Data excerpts
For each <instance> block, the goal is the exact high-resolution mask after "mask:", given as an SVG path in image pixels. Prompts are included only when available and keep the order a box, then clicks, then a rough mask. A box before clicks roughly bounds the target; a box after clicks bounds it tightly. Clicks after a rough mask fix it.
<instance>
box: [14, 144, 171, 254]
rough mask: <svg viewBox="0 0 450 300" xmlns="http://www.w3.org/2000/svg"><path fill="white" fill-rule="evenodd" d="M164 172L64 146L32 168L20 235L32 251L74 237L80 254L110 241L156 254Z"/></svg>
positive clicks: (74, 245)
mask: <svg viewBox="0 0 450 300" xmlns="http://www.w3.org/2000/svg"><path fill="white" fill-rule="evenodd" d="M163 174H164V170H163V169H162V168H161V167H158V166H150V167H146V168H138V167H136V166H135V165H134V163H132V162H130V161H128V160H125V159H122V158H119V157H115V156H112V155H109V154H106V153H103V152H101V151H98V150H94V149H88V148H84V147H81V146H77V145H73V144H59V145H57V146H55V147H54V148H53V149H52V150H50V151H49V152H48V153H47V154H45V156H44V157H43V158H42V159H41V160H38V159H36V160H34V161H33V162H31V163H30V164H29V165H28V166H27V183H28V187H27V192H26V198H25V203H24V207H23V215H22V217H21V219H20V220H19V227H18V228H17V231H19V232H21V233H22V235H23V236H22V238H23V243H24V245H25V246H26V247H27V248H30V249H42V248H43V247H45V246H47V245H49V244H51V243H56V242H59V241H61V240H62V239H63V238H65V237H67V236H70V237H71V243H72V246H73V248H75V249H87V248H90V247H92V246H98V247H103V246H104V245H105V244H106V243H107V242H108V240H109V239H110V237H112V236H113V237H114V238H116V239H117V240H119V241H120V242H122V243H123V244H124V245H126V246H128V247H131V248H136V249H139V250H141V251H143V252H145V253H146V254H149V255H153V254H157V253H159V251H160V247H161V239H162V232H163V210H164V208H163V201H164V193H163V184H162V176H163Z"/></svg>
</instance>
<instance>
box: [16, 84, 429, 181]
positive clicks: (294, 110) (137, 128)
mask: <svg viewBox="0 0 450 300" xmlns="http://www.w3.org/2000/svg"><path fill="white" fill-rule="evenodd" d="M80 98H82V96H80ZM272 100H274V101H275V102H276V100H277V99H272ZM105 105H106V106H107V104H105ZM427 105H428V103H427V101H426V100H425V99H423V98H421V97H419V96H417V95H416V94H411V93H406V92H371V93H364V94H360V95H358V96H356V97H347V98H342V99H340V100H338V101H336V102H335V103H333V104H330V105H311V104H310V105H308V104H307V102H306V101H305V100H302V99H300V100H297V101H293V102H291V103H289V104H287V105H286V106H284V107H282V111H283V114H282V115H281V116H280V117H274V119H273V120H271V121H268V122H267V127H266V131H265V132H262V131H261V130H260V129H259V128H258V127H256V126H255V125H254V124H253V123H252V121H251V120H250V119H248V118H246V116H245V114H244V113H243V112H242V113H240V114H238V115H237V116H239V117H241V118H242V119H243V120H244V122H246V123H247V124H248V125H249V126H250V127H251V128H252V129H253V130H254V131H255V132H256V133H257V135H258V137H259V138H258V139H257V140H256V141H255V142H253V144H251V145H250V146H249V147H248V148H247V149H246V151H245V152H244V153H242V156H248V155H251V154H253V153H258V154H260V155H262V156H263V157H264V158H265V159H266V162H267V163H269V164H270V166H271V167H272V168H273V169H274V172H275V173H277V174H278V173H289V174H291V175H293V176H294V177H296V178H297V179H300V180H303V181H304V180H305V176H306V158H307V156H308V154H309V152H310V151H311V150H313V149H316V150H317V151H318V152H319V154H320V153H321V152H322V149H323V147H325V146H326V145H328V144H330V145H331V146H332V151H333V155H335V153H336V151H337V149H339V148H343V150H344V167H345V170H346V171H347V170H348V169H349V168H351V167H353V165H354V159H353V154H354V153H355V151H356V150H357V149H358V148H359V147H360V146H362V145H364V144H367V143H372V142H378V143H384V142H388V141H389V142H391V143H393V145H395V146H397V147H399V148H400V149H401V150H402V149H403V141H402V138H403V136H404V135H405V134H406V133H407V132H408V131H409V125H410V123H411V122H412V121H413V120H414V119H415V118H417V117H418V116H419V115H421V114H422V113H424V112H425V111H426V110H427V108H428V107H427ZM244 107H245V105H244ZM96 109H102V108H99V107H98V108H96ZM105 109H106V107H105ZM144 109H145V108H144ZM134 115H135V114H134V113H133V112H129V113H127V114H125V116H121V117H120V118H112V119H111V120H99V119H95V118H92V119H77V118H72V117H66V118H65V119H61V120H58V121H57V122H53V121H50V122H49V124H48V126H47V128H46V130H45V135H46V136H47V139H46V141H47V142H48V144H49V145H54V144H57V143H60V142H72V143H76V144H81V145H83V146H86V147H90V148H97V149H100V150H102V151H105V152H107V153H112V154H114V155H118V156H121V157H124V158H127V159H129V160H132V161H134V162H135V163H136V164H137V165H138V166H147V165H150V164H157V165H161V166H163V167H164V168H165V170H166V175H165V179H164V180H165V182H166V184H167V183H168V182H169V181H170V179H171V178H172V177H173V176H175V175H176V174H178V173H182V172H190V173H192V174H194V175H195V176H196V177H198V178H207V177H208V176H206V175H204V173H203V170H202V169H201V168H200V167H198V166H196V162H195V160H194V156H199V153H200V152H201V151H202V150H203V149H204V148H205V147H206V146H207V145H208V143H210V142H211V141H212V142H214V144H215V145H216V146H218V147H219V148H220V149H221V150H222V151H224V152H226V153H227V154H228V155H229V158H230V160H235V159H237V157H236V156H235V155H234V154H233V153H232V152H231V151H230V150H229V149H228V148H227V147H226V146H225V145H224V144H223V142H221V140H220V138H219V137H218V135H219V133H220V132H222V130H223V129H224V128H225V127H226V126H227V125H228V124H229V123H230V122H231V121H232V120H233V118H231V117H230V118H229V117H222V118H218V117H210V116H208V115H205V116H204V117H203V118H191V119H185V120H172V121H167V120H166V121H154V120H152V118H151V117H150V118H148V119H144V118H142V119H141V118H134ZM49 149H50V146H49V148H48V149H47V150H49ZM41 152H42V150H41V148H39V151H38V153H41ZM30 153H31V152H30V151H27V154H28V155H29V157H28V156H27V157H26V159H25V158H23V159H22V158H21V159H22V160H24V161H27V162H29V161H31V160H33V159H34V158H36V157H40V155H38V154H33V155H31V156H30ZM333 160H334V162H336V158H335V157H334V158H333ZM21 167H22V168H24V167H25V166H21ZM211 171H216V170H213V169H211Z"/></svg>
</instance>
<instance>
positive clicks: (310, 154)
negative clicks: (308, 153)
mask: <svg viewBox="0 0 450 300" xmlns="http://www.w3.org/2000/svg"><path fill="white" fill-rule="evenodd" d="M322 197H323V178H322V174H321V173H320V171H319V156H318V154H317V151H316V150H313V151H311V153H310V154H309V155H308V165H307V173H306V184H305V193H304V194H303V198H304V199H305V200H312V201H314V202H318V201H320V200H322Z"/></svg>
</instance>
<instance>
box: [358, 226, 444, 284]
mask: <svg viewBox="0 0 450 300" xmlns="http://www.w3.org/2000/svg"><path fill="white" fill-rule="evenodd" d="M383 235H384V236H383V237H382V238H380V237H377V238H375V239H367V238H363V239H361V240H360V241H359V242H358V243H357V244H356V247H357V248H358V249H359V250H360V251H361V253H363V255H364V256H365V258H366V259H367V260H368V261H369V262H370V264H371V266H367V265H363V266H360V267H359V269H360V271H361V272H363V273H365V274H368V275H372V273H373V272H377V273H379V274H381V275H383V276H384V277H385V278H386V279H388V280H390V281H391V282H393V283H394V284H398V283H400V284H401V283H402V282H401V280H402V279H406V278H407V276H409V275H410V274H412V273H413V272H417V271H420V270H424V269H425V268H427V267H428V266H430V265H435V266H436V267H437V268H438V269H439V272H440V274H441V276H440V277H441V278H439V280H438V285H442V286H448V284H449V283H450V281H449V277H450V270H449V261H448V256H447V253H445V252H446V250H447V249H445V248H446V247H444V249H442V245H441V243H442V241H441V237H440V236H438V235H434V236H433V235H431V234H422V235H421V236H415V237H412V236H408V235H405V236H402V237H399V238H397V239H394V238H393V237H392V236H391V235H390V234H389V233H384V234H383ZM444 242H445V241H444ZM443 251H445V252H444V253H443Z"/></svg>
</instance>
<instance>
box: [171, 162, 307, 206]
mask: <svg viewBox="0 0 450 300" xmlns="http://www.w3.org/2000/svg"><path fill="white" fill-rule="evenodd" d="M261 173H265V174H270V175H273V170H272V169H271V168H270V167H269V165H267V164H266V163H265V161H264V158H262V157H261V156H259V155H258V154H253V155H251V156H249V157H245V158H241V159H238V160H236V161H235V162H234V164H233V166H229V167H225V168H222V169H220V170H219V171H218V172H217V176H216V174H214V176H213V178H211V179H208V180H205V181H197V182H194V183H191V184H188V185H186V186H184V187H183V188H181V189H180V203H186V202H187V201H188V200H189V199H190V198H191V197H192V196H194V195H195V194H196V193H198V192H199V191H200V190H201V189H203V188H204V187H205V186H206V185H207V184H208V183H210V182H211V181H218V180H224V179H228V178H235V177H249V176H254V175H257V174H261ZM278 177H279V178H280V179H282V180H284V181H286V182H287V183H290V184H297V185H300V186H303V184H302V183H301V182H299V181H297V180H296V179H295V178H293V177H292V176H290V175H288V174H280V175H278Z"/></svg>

> _PROBLEM REQUIREMENTS_
Extract the first line above and each line after it up to and including the one with "rough mask: <svg", please, exactly and with nothing else.

> _YOUR SOLUTION_
For each <instance> block, the goal is the exact high-resolution mask after "mask:", given as an SVG path in image pixels. Prompts are included only when available and keep the order a box, then clicks, then a rough mask. A box before clicks roughly bounds the target; a box after clicks bounds it tightly. Clicks after a rough mask fix it.
<instance>
box: [14, 144, 171, 254]
rough mask: <svg viewBox="0 0 450 300" xmlns="http://www.w3.org/2000/svg"><path fill="white" fill-rule="evenodd" d="M164 172L64 146L32 168L20 235L32 251L74 237L80 254L110 241L156 254Z"/></svg>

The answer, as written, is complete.